Task requirements:
List every header field name given for the quoted original message inside the mailing-list post below.

Document extract:
┌──
Valid representations, canonical representations, and what the SW needs from the Web... from Patrick.Stickler@nokia.com on 2003-01-31 (www-tag@w3.org from January 2003)

From: <Patrick.Stickler@nokia.com>
Date: Fri, 31 Jan 2003 10:20:05 +0200
To: <sandro@w3.org>
Cc: <www-tag@w3.org>
Message-ID: <A03E60B17132A84F9B4BB5EEDE57957B5FBAEF@trebe006.europe.nokia.com>
Apologies in advance for the lengthy post, and appreciation for
those having the patience to read it... 


> -----Original Message-----
> From: ext Sandro Hawke [mailto:sandro@w3.org]
> Sent: 30 January, 2003 21:46
> To: Stickler Patrick (NMP/Tampere)
> Cc: www-tag@w3.org
> Subject: Re: RDDL and XML Schema instances are not valid 
> representations
> of namespaces 
> 
> 
> 
> > If an HTTP GET returns a representation of a resource, and RDDL or
> > XML Schema instances are considered valid representations of an
> > XML Namespace, then I see no useful value to the concept of 
> > representation, since there apparently are no bounds as to what it
> > might be, and very well might be random.
> 
> Indeed....
> 
> Each URI string can be used to point to several different things.
└──
Dataset entries:
┌──
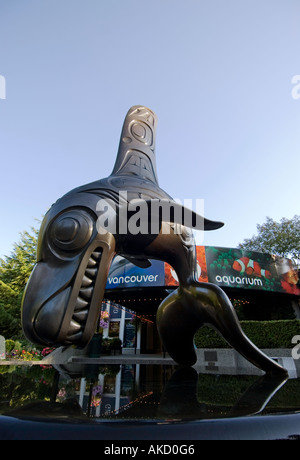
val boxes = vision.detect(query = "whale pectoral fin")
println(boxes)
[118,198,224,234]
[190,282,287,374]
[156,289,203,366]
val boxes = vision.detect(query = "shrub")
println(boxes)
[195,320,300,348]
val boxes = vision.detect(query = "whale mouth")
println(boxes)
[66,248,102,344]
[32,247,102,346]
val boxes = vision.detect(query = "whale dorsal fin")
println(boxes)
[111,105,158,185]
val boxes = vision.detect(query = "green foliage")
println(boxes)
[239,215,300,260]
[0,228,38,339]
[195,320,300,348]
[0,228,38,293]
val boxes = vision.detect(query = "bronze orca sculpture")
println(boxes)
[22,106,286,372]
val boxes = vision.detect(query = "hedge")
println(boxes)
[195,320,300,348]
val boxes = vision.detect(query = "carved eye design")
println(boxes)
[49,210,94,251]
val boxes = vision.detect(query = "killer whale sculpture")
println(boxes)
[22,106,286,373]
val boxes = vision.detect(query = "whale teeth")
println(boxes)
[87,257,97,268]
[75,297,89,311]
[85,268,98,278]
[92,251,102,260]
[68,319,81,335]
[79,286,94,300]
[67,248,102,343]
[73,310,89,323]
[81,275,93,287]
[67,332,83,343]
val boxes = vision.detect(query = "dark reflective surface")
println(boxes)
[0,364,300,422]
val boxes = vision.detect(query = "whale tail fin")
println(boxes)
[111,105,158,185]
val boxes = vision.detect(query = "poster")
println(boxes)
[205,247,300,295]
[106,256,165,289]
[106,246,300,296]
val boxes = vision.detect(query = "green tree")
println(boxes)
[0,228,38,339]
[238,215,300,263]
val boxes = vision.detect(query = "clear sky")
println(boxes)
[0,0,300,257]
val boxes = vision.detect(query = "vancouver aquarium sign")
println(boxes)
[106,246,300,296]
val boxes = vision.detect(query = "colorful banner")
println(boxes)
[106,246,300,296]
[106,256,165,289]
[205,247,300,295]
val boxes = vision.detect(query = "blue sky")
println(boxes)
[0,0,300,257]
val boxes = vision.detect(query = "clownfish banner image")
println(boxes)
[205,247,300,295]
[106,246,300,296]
└──
Solution to the problem:
From, Sent, To, Cc, Subject